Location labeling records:
- - - -
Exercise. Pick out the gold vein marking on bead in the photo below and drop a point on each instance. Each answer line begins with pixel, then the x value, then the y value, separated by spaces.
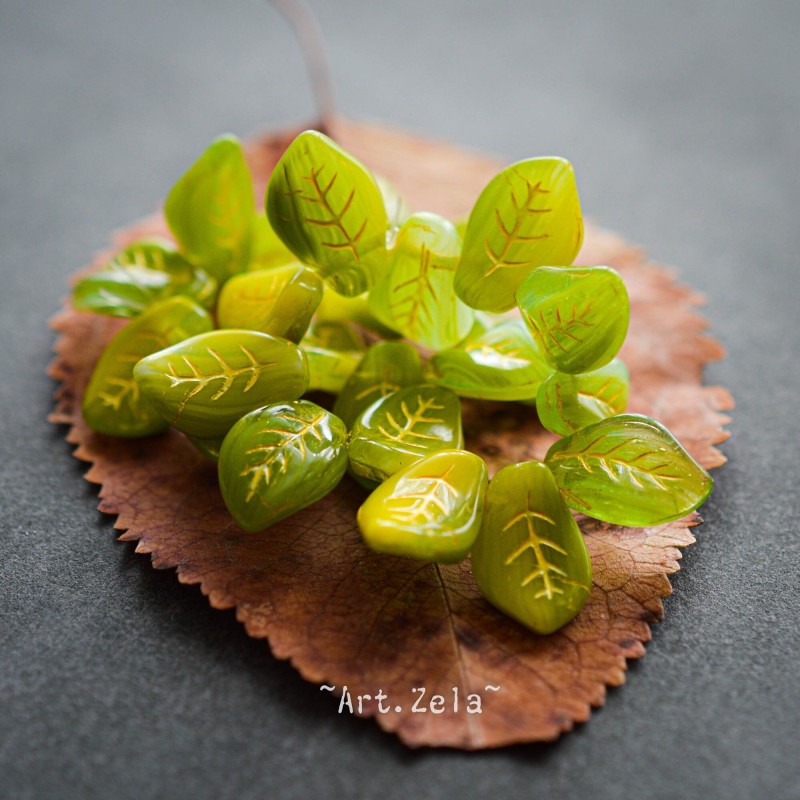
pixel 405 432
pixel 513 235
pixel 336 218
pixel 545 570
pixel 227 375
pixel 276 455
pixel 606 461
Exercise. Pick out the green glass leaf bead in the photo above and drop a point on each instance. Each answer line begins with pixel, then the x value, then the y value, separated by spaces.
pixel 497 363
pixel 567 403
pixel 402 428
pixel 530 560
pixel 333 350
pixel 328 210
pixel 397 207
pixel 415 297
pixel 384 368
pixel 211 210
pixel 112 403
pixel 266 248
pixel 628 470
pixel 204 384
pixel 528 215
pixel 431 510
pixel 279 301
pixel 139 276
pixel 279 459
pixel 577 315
- - - -
- PROBLEM STATEMENT
Rewrite the stretch from the start of the items through the line containing "pixel 227 375" as a two-column CSV with the headers item_text and answer, one row per item, putting each value in a single quoted field with line breaks replaced by spaces. Leave the pictures out.

- THE SOLUTION
item_text,answer
"Exercise. Pick out the gold vein marking on bead in the photo below and drop a point on each instance. Each answer line begins with pixel, then the x value, then the y value, separated by spaces.","pixel 405 432 pixel 513 235 pixel 336 218 pixel 545 570 pixel 227 375"